# DIRECTIONS FOR THIS TASK
Using the line that contains "Mark one point per instance of the man in grey" as the first line and the last line of the data as the final one, give every line in that range again exactly.
*** MATERIAL SUPPLIED ***
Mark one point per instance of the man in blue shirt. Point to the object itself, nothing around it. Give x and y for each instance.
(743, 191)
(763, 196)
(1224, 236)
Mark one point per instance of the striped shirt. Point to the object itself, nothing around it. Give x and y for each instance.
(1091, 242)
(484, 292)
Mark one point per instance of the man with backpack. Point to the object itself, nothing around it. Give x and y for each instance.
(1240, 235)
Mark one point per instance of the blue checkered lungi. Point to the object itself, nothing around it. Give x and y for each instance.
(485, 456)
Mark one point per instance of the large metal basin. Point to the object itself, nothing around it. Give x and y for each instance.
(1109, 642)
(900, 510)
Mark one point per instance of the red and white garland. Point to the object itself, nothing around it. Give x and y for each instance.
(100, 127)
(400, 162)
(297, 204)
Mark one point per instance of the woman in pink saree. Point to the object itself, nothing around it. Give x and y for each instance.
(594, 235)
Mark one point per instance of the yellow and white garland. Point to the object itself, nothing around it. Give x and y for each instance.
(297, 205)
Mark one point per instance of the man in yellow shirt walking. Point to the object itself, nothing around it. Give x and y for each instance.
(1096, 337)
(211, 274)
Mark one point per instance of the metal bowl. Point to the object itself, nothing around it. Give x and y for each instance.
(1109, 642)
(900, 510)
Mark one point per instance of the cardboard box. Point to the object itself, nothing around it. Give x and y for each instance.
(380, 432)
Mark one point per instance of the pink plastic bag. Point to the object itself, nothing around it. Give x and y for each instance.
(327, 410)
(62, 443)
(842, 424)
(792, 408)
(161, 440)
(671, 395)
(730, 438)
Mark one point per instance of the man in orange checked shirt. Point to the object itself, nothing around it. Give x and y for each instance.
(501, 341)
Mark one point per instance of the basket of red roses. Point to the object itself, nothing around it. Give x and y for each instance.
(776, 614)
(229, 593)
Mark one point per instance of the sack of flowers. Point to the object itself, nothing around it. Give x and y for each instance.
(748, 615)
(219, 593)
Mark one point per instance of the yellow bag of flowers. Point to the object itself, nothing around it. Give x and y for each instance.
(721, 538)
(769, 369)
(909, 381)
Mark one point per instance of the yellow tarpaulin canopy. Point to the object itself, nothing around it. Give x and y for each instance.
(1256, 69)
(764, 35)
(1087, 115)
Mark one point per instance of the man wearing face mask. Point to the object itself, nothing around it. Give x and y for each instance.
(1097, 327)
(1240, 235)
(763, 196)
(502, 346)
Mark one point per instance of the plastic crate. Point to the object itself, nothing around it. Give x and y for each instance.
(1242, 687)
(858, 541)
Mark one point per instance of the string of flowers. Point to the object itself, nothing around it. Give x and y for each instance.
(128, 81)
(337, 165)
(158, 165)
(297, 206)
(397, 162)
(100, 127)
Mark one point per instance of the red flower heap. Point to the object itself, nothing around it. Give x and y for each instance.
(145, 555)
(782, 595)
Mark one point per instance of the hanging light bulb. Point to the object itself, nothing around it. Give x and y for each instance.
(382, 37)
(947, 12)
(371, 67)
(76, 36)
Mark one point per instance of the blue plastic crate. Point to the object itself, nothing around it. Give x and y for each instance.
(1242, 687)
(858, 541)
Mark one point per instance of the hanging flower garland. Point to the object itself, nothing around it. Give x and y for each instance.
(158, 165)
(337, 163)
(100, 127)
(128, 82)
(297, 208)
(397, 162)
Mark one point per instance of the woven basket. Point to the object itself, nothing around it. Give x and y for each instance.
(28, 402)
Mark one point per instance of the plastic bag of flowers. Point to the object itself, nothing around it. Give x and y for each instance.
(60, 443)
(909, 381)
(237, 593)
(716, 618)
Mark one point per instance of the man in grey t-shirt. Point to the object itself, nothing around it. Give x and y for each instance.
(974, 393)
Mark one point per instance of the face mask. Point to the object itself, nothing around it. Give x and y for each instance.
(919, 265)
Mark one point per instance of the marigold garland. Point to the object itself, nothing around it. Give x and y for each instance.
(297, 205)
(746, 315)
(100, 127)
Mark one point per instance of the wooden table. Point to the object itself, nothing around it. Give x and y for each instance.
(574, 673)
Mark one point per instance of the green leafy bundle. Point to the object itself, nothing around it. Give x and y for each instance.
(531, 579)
*** End of MATERIAL SUPPLIED ***
# ANSWER TO THIS TASK
Mark one point per instance of the man in grey t-shirt. Point to the object itself, nothing around it. Give x and y for each instance.
(974, 393)
Mark one point per instance of the face mask. Point to the object itself, nothing around it. Give x and y for each instance.
(919, 265)
Mark one point per instance of the marigold garland. Point to the object itself, nothing around it. Give x and y for each instance.
(297, 205)
(746, 315)
(100, 127)
Mark one point per instance of the wooden table. Point to the object itself, nothing around it. Give x and y for each instance.
(574, 673)
Mark one point per instance of the green leafy bundle. Point to the object itself, nothing around it. Give x and y for each instance.
(531, 579)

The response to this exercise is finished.